- **EXCERPTED PASSAGE**:

Water that's best for drinking is usually not best for brewing. When brewing lighter color beers we like to use soft water. IOW, having low mineral content.
For many dark beers a higher mineral content is usually fine or acceptable.

Would be nice to have an idea how much various minerals it contains. And how much it fluctuates, if any.
[EDIT] You said that water is regularly tested by someone? You may want to talk to that person, they may know the mineral content and such.
Otherwise, is there a local lab, or a school with a chemistry lab and chem teacher, you can get friendly with?

As @Stikius said, above, for the first brew (or the first few) you can get away with what you have.
Now if you want to get more serious about brewing, you'd like to know.
Ok makes alot of sense. There are results of the water testing available i will try to find them at some point.

I want to get serious about brewing, i am using this easy kit as a starter as it was a gift but i plan to jump straight into BIAB as soon as funds allow.
 
I want to get serious about brewing
Then you also want to get serious about the water you use for brewing.

Here's a link to an article written by AJ deLange, one of our very helpful contributors on water chemistry and other things brewing:
https://www.homebrewtalk.com/threads/a-brewing-water-chemistry-primer.198460/
That article provides you with the basics of what to look for in good brewing water and how to make it better (more suitable) for the style of beer you're brewing.

i plan to jump straight into BIAB as soon as funds allow.
The Bru'n Water website contains a spreadsheet download (the free version is all you need) and a very informative FAQ link on how to use the spreadsheet. A must read!
The spreadsheet is for water chemistry calculations and predicting mash (and sparge water) pH.

- **WORK REQUEST**: In the homebrewing thread above, why does the writer suggest talking to the person who regularly tests the water? Answer in one to three sentences.

[Source records]
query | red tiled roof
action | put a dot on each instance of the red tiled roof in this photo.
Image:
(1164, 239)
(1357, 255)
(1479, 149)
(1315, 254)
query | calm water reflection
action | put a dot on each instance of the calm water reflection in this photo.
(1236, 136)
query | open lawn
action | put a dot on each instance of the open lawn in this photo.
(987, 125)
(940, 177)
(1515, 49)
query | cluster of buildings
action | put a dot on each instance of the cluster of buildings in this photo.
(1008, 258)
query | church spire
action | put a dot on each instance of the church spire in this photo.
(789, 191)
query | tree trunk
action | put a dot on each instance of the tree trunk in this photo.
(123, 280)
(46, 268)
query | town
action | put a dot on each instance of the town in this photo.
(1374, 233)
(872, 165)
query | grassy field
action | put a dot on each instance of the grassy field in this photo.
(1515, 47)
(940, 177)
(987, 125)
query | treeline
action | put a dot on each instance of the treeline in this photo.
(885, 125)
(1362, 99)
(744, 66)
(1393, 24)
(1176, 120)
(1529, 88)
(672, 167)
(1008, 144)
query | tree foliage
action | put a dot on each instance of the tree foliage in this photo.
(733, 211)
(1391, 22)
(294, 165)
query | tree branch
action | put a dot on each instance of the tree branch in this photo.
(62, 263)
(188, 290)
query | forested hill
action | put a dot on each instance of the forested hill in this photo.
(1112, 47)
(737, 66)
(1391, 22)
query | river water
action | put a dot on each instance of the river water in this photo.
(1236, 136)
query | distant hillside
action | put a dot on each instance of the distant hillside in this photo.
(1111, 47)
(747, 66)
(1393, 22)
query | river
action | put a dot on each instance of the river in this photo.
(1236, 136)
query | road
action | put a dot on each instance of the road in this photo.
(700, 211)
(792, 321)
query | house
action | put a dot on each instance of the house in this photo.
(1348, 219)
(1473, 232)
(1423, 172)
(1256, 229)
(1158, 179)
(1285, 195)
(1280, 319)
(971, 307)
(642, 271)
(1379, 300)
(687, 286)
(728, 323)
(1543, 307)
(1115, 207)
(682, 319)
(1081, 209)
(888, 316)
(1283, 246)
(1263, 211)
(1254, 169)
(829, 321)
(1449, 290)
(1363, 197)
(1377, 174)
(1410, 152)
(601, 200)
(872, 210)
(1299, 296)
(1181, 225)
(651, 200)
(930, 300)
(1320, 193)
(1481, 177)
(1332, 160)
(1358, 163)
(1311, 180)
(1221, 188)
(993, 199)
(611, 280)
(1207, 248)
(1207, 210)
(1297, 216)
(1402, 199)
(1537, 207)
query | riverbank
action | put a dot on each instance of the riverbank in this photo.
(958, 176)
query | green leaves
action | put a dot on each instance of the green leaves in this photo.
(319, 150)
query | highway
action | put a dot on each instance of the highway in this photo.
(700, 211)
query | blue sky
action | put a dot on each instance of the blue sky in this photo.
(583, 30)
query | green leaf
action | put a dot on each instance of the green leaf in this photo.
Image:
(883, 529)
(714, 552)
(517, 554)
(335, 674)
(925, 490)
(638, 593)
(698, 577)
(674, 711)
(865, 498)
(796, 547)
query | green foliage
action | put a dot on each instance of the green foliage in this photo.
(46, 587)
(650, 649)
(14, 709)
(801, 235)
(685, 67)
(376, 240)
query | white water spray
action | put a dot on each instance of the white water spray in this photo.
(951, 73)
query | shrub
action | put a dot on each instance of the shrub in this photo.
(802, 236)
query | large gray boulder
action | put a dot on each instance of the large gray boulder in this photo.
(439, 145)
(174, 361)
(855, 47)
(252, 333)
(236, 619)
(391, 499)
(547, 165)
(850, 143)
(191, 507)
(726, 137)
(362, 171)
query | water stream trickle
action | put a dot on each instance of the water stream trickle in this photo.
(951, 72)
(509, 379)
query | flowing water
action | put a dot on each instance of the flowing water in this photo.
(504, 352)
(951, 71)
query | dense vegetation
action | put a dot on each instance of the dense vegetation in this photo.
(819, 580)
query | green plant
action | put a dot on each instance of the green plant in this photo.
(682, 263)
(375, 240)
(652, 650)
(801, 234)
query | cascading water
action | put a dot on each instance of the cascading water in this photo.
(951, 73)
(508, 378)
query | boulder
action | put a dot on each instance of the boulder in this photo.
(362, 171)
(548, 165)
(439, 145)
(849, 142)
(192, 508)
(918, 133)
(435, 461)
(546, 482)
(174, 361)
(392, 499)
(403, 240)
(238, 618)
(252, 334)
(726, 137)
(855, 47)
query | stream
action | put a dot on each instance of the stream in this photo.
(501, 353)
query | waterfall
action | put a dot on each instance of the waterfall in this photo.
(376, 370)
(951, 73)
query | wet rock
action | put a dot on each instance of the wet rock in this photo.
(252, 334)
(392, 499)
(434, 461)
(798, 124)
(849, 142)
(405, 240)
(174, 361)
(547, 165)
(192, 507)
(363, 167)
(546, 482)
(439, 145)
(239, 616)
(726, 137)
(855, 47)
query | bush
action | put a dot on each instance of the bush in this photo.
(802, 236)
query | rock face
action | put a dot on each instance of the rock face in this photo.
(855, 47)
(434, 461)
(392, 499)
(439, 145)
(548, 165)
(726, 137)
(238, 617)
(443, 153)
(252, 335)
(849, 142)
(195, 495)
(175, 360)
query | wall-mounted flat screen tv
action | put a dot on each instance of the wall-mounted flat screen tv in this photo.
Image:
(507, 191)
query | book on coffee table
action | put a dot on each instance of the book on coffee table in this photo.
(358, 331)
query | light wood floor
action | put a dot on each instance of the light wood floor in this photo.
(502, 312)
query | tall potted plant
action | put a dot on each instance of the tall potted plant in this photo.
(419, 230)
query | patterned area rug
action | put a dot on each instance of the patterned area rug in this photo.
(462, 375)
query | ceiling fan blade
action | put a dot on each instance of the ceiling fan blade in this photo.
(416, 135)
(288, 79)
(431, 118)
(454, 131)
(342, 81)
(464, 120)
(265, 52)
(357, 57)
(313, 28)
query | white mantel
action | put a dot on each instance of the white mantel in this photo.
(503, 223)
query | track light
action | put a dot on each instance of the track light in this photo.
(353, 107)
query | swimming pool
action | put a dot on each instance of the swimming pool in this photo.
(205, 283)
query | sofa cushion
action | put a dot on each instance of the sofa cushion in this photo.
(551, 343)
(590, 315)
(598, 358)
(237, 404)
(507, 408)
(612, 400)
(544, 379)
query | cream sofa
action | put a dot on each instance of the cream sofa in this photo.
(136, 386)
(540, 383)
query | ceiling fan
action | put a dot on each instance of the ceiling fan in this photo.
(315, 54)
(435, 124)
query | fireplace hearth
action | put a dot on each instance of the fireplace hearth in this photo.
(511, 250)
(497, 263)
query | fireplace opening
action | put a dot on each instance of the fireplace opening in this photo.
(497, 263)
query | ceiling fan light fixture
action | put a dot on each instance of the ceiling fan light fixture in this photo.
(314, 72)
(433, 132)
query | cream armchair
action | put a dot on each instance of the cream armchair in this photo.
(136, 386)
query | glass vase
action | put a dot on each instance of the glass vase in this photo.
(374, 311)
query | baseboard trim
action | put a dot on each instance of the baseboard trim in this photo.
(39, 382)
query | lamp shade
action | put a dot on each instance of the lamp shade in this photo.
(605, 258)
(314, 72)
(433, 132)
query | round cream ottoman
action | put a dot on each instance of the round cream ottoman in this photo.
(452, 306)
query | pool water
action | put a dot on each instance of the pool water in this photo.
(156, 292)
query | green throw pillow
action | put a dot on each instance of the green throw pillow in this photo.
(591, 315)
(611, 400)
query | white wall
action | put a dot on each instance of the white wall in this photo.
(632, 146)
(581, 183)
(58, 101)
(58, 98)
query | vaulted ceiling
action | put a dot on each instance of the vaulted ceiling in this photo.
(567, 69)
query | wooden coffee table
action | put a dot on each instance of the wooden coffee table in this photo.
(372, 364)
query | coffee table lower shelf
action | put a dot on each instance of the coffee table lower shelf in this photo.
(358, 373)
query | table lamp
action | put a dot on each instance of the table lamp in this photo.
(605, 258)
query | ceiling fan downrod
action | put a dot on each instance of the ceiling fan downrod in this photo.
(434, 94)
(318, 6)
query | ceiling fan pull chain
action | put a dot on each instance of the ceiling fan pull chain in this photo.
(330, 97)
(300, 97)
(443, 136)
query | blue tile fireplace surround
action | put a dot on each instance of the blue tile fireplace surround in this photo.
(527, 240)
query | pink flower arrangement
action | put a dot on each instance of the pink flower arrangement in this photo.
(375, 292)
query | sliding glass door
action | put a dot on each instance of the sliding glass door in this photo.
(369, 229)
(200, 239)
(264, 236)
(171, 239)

- **SOLUTION**: That person may know the water's mineral content. The writer wants some idea of how much of various minerals the water holds and how much that amount fluctuates.